(Dataset excerpt)

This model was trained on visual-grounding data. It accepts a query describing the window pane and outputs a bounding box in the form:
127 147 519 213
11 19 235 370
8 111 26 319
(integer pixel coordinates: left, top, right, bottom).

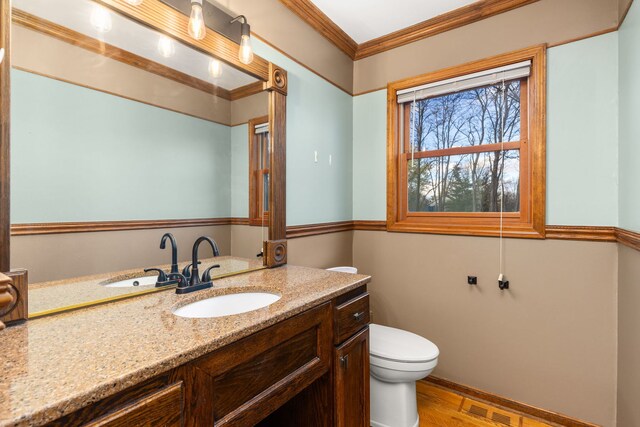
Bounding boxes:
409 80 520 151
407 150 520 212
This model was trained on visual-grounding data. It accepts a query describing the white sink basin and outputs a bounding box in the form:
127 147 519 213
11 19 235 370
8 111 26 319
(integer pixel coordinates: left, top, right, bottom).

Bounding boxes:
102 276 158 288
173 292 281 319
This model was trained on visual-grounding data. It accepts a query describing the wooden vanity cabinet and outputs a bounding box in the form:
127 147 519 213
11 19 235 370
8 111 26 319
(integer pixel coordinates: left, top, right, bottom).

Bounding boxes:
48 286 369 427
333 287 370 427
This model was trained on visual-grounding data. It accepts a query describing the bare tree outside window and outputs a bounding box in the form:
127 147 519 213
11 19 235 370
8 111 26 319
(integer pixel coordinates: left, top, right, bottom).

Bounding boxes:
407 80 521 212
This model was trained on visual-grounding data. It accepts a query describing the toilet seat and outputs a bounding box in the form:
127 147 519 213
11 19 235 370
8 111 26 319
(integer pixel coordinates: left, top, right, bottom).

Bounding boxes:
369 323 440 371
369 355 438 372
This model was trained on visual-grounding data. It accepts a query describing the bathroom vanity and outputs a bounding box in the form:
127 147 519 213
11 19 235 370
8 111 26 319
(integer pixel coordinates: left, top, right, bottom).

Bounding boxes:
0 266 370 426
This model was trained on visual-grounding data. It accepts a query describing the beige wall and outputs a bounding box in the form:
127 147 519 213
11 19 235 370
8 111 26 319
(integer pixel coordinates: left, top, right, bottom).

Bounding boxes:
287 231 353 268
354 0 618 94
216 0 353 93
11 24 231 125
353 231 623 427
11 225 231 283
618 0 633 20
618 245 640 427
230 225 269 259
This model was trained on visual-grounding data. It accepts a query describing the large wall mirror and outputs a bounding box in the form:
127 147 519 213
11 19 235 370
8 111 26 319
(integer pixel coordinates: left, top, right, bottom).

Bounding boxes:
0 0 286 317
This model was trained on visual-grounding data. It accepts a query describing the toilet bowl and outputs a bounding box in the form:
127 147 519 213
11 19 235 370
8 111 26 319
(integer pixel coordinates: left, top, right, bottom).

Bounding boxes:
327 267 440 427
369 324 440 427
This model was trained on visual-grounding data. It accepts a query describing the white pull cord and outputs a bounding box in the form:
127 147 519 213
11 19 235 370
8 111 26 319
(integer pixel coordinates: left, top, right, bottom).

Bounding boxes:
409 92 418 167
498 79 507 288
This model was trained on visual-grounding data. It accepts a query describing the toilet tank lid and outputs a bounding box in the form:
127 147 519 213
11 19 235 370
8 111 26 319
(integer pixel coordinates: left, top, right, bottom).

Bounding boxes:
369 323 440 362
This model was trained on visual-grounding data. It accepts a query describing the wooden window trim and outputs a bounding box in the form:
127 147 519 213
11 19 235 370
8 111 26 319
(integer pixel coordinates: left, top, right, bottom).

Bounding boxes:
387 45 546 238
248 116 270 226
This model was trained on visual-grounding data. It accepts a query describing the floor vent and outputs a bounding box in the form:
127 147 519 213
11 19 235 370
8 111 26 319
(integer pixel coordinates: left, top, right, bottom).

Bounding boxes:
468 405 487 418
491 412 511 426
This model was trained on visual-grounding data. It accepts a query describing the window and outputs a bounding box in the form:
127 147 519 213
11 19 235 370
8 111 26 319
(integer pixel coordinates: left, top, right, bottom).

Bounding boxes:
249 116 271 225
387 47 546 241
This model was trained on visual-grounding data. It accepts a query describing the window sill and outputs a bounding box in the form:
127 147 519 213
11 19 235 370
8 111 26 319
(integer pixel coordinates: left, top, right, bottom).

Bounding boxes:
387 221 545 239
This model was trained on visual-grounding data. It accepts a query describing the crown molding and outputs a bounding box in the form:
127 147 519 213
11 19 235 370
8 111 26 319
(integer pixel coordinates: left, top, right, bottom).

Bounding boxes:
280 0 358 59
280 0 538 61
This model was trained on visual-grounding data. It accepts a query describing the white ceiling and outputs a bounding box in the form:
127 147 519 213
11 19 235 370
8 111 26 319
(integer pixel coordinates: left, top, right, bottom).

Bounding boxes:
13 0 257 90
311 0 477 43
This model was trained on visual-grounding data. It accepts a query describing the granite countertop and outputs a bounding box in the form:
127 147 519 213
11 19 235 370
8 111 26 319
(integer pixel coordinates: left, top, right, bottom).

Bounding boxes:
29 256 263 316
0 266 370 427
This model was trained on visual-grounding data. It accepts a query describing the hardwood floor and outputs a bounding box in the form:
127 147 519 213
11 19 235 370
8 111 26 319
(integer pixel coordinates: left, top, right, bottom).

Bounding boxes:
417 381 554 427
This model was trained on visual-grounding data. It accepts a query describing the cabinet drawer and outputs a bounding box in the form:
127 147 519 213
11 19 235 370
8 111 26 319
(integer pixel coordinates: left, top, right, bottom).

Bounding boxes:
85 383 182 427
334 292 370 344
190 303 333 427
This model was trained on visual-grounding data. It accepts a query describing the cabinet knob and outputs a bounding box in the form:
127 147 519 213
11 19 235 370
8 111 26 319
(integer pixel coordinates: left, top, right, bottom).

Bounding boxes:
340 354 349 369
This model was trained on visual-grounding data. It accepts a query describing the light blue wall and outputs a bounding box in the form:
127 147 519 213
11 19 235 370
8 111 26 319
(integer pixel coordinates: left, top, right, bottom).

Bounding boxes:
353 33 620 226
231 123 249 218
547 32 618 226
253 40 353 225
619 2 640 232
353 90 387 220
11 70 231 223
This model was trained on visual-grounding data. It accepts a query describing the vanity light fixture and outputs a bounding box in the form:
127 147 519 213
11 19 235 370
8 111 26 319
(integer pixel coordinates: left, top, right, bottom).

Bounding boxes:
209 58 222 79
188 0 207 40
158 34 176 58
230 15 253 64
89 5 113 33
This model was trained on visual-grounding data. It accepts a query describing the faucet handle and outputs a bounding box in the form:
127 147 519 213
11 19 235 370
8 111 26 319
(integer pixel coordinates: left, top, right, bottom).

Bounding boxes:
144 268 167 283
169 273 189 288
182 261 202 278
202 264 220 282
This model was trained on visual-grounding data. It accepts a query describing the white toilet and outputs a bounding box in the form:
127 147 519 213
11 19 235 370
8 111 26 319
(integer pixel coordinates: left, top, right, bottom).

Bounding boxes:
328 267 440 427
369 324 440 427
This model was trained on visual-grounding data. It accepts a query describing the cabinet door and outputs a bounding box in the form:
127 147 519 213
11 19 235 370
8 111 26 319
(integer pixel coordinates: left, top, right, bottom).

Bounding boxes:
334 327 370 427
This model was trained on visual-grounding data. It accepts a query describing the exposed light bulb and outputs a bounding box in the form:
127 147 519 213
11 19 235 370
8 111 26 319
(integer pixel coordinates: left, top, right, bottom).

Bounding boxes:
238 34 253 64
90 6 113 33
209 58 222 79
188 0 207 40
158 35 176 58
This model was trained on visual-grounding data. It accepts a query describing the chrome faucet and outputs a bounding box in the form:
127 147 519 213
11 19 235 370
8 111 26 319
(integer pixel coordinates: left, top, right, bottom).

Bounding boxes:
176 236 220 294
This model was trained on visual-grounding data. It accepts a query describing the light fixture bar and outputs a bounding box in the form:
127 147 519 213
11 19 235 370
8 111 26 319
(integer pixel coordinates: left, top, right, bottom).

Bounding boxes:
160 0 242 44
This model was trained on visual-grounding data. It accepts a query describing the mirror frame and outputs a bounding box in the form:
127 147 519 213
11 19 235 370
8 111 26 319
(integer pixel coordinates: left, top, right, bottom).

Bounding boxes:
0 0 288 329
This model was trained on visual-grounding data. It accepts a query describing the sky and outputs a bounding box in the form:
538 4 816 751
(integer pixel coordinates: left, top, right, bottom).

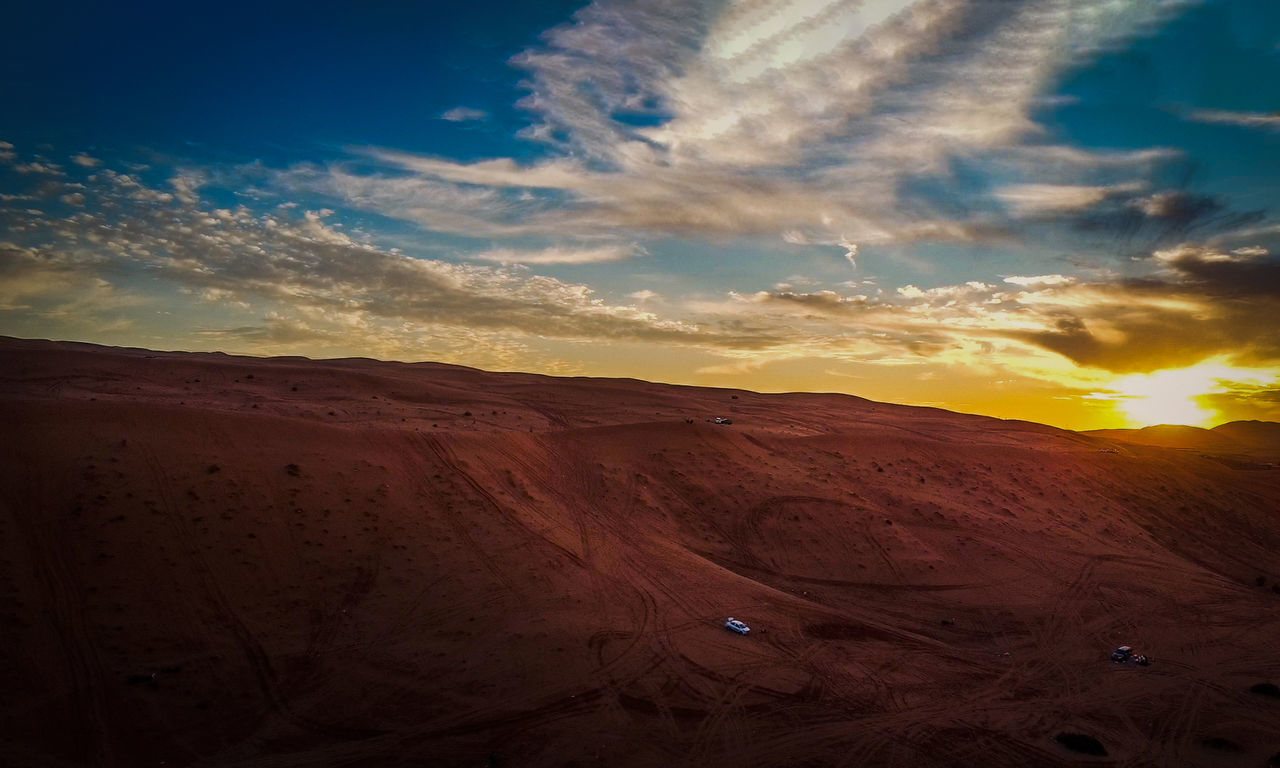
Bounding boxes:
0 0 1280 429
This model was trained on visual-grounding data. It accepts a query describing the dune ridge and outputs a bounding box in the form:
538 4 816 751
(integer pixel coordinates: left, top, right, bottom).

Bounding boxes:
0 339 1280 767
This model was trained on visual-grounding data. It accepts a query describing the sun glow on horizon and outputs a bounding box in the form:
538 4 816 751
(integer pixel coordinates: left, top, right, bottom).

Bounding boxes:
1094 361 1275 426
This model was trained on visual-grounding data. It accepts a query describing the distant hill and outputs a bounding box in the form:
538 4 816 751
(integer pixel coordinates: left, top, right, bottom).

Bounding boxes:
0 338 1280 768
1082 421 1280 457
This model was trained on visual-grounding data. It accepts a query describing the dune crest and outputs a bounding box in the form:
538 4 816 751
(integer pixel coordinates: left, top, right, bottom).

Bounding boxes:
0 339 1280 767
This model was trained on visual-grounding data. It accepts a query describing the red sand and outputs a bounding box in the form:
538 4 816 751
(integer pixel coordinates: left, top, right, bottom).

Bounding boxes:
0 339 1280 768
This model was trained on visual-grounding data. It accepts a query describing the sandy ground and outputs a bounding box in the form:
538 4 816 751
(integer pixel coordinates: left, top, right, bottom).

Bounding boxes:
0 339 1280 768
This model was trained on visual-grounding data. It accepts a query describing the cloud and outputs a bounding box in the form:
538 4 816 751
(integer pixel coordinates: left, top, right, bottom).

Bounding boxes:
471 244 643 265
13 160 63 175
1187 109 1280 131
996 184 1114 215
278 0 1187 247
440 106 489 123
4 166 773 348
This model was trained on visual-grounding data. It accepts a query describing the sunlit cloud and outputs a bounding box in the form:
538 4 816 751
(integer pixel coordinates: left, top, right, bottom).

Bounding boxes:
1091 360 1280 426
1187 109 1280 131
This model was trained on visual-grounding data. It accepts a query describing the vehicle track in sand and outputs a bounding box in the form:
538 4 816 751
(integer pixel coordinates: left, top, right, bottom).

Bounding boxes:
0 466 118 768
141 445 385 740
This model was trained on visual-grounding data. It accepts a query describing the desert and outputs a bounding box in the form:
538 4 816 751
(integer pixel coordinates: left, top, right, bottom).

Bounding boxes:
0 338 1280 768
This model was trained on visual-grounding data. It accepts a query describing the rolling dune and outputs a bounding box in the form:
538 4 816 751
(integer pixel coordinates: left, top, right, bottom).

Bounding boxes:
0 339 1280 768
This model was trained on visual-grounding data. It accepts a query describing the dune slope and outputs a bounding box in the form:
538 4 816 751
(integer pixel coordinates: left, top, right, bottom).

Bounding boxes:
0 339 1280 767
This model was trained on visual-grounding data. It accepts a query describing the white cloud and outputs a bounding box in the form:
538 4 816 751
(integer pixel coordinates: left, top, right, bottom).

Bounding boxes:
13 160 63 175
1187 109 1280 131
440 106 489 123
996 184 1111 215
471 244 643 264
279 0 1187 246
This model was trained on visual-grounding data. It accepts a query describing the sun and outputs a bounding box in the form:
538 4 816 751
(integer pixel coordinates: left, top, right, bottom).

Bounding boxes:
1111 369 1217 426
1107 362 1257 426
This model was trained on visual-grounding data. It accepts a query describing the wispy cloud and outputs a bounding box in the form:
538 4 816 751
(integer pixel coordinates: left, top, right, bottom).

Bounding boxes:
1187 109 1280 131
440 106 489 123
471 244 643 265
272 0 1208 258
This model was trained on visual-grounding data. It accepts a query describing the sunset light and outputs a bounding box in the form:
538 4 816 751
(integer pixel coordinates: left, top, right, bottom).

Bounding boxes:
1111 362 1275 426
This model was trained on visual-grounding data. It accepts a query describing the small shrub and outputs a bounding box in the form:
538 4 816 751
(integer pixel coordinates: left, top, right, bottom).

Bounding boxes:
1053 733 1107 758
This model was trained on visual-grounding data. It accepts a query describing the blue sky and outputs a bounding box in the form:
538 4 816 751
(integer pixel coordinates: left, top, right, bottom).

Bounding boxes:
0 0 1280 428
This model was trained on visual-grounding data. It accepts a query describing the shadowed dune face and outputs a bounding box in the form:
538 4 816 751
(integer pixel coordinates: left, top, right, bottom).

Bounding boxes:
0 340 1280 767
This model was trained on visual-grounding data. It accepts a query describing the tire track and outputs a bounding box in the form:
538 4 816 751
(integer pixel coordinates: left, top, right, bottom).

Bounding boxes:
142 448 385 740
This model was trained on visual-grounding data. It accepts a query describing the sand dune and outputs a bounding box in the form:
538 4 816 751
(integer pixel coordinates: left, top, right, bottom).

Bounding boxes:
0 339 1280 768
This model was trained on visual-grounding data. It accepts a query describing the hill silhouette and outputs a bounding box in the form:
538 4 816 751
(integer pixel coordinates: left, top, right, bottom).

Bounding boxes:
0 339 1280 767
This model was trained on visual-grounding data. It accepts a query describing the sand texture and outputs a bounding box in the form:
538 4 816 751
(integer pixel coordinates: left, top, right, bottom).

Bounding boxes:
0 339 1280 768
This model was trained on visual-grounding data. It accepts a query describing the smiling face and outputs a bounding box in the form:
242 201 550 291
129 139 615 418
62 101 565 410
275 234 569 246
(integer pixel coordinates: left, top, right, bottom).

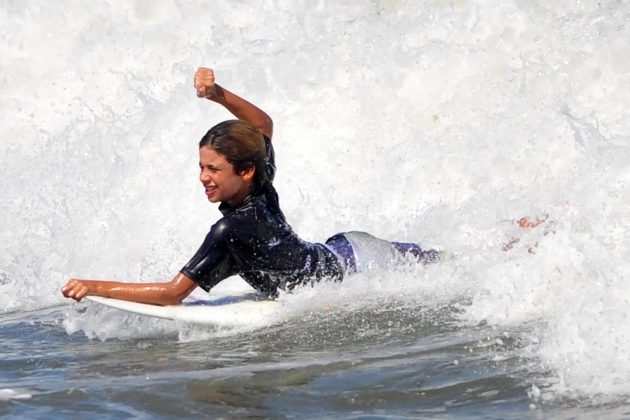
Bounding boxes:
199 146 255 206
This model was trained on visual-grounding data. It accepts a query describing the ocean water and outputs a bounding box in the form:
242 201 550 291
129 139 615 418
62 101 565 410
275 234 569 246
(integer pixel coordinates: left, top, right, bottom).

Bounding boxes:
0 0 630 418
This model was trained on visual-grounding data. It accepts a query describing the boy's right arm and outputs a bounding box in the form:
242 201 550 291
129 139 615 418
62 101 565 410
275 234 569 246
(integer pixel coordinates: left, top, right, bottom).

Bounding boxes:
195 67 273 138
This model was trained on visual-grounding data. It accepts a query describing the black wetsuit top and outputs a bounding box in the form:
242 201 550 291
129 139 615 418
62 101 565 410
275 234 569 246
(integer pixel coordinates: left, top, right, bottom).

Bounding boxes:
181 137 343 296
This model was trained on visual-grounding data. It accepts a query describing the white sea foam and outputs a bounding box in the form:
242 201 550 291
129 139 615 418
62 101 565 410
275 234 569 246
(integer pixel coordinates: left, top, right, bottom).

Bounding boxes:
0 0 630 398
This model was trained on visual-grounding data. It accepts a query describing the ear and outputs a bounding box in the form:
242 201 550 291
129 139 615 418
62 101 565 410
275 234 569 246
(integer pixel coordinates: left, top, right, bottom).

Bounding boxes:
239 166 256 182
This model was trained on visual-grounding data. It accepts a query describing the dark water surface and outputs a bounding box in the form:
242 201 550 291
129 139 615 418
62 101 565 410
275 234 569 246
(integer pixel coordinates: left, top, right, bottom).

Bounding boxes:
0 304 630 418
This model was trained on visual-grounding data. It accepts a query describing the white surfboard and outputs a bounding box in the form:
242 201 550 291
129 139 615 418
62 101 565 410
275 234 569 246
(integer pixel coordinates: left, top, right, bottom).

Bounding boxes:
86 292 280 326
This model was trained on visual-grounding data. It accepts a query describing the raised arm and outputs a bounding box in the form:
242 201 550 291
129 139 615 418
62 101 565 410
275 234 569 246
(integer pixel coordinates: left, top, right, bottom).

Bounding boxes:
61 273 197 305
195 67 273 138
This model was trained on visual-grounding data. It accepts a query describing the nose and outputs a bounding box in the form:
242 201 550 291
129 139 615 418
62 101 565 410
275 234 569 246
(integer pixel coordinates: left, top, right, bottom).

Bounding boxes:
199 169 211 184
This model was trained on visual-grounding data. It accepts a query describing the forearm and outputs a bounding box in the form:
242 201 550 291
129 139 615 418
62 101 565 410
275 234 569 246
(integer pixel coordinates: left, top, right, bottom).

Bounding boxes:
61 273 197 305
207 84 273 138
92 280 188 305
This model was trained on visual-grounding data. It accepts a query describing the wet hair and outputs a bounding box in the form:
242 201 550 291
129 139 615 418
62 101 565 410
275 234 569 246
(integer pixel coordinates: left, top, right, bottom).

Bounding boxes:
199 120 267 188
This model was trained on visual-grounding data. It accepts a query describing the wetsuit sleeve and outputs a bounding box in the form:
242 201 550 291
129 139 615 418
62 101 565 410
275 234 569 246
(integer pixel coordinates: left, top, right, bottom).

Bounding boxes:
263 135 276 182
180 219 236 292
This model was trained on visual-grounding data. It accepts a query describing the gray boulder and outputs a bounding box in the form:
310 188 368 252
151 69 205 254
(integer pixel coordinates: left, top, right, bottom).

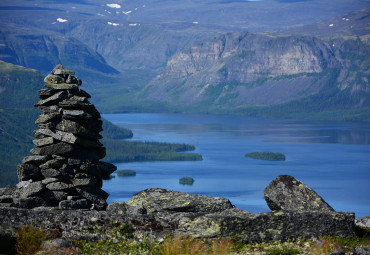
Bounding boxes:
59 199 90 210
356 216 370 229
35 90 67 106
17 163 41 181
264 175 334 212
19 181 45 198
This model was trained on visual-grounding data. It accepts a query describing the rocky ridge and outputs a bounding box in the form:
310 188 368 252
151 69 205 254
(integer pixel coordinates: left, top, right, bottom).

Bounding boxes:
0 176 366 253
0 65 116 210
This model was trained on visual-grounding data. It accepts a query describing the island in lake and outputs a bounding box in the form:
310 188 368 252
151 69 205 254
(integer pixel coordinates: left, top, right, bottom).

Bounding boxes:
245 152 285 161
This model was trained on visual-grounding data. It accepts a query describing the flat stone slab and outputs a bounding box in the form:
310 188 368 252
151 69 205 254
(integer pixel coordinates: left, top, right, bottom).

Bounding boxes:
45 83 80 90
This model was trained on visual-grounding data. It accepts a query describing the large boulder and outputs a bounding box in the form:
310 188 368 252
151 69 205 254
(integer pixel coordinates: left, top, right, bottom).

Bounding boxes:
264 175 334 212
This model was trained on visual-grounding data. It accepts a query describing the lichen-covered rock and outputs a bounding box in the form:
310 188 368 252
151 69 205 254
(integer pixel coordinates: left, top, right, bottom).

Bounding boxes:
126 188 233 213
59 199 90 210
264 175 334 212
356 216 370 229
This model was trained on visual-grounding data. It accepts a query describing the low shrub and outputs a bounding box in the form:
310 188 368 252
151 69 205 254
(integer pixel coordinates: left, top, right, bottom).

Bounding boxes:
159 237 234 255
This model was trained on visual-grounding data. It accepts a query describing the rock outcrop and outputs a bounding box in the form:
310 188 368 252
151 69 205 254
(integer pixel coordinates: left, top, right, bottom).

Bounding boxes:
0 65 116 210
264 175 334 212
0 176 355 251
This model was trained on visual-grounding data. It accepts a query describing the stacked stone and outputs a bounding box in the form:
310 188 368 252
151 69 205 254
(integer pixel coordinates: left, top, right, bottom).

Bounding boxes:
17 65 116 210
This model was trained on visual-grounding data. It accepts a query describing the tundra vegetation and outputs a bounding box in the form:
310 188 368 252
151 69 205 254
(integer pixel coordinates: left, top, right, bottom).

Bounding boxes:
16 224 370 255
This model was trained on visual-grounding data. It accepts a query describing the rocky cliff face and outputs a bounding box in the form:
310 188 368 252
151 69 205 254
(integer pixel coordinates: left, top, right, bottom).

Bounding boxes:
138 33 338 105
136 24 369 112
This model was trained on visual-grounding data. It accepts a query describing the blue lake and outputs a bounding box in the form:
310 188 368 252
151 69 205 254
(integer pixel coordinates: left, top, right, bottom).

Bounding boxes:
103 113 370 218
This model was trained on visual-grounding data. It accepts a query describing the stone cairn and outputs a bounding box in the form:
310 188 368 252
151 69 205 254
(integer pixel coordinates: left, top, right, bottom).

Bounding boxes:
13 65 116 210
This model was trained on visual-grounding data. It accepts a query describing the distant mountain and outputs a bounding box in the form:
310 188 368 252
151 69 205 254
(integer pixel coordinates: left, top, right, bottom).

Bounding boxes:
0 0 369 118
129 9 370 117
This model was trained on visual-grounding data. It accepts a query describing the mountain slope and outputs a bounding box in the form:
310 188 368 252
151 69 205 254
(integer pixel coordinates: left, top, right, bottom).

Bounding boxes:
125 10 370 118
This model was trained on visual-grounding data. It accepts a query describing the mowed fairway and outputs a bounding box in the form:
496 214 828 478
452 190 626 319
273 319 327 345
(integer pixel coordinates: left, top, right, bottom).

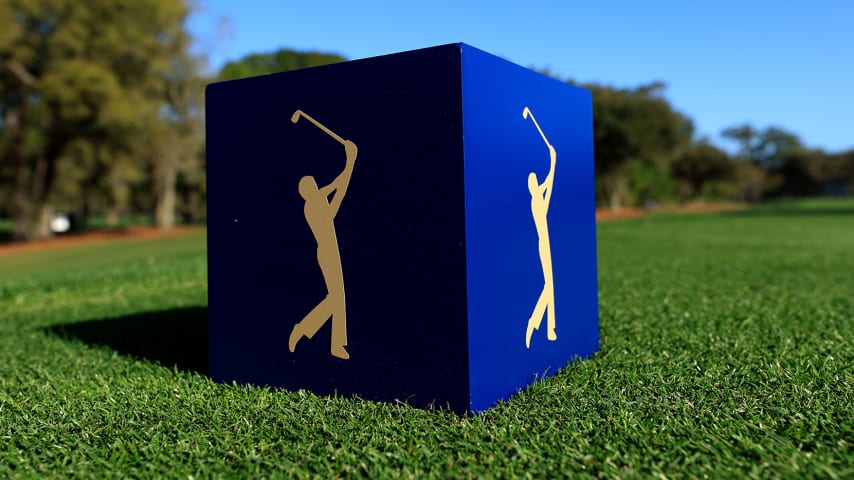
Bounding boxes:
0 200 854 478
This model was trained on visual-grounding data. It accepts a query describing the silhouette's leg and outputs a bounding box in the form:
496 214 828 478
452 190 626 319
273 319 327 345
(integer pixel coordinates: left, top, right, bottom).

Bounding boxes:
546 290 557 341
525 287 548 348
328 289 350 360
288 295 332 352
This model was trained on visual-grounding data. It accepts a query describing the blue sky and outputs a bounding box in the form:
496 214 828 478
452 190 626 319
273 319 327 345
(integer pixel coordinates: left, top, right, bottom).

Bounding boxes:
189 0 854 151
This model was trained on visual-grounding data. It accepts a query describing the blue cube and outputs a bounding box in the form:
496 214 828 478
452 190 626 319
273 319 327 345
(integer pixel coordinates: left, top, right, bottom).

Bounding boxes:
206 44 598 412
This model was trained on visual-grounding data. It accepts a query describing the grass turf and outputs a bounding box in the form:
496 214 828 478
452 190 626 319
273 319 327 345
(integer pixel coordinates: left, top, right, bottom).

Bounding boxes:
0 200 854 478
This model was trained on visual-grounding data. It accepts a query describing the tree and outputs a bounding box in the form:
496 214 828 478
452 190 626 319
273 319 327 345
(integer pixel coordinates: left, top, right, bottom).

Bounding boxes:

▶ _THE REQUEST_:
Swap "pixel coordinates" for "image coordinates" in the lines of the dataset excerpt that run from its start through the line containing "0 0 286 317", with every other part of those lines left unchanged. Give back only those lines, and leave the pictures out.

▶ _FULL RESPONSE_:
This model was trained on visual-grounding data. It accepts a query describing the window pane and outputs a bounding box in the form:
127 147 519 213
11 19 235 370
8 111 26 319
(integer image coordinates: left, top, right, bottom).

Bounding boxes:
409 80 520 151
407 150 520 212
This model was trained on visual-grounding data. It accepts a query describing the white sink basin and outputs a bounding box in the form:
127 147 519 213
11 19 235 370
8 111 26 319
(integer image coordinates: left, top, right, bottom).

Bounding boxes:
102 276 158 288
173 292 281 319
This model was trained on visual-grounding data. It accepts a query describing the wooden vanity cabinet and outputs a bounding box in the form:
127 147 519 213
11 19 235 370
8 111 26 319
(integer image coordinates: left, top, right, bottom).

Bounding boxes:
48 286 369 427
333 287 370 427
This model was trained on visual-grounding data. It accepts a query describing the bare tree outside window and outputs a bounding box in the form:
127 147 519 213
11 19 235 370
8 111 26 319
(integer image coordinates: left, top, right, bottom).

Bounding boxes:
407 80 521 212
This model was trained on visual-grounding data. It accepts a query describing the toilet seat and outputs a bounding box in the form:
127 147 519 213
11 19 235 370
8 111 26 319
(integer image coordinates: left, top, right, bottom).

Bounding boxes:
369 323 440 371
369 355 438 372
This model was trained on visual-grounding data. It accepts a query describing the bathroom vanity and outputs a bounding box in the form:
127 147 519 213
11 19 235 370
8 111 26 319
(integer image coordinates: left, top, right, bottom).

Bounding boxes:
0 266 370 426
This model was trained on visual-grounding data. It accepts a query describing the beige wall and outputs a bounding box in the form:
127 147 519 213
11 19 235 370
8 111 26 319
(integer image coordinates: left, top, right, bottom).

Bounding boxes:
287 231 353 268
354 0 618 94
216 0 353 93
11 24 231 125
353 231 623 427
11 225 231 283
618 0 633 20
618 245 640 427
230 225 269 259
This model was trained on visual-grounding data. It accepts a query describing the large wall mirror and outputs a bounding box in the form:
127 147 519 213
11 19 235 370
8 111 26 319
(integer image coordinates: left, top, right, bottom).

Bounding boxes:
0 0 286 317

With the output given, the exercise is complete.